What you will do
Can you give every line of the records below as a numbered list, skipping blank lines and leaving the pictures out?

(Items from a data source)
■ ■ ■ ■
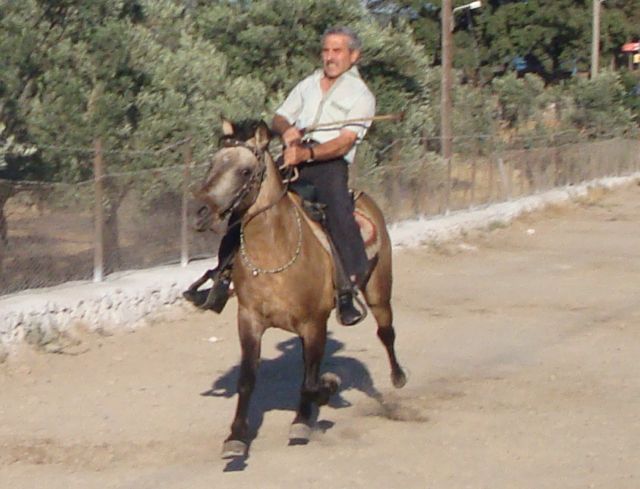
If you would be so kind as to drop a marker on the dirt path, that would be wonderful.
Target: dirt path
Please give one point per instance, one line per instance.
(522, 346)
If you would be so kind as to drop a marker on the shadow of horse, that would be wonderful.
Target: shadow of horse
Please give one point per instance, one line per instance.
(279, 382)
■ ■ ■ ■
Solution to the exercise
1. If you would be so kind as to drop a marker on the dirt path, that would be wonderful.
2. Target: dirt path
3. Please give one point per instance, one line per instance.
4. (522, 346)
5. If you would be so kind as to drop a marker on the shadow of horse, that would be wonderful.
6. Target: shadow of horse
7. Please give one point per instance, one line per instance.
8. (279, 382)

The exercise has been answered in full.